▸ **GIVEN PROBLEM**
Locate each line in the records below that contains the string "Target", and copy every such line in full. The match is case-sensitive.

▸ **LISTED ENTRIES**
+---+
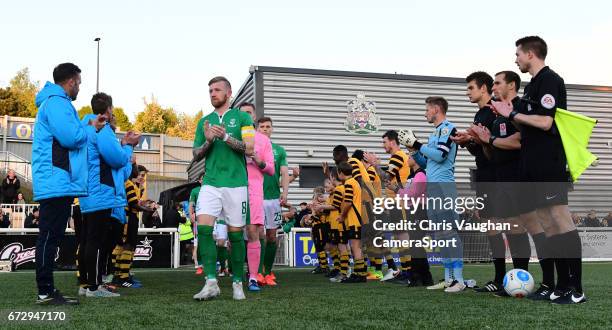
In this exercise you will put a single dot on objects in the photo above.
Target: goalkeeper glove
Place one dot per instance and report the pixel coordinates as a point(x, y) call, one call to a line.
+---+
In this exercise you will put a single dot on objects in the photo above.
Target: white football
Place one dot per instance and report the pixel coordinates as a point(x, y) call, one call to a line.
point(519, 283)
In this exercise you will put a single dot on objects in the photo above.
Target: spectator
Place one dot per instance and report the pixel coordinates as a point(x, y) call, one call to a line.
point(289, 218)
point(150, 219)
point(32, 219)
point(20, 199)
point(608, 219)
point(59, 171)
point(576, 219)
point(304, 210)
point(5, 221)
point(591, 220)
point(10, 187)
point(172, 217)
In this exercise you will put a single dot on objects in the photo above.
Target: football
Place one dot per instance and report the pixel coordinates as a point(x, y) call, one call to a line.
+---+
▸ **TASK SOLUTION**
Target: goalkeeper glove
Target: white football
Target: spectator
Target: football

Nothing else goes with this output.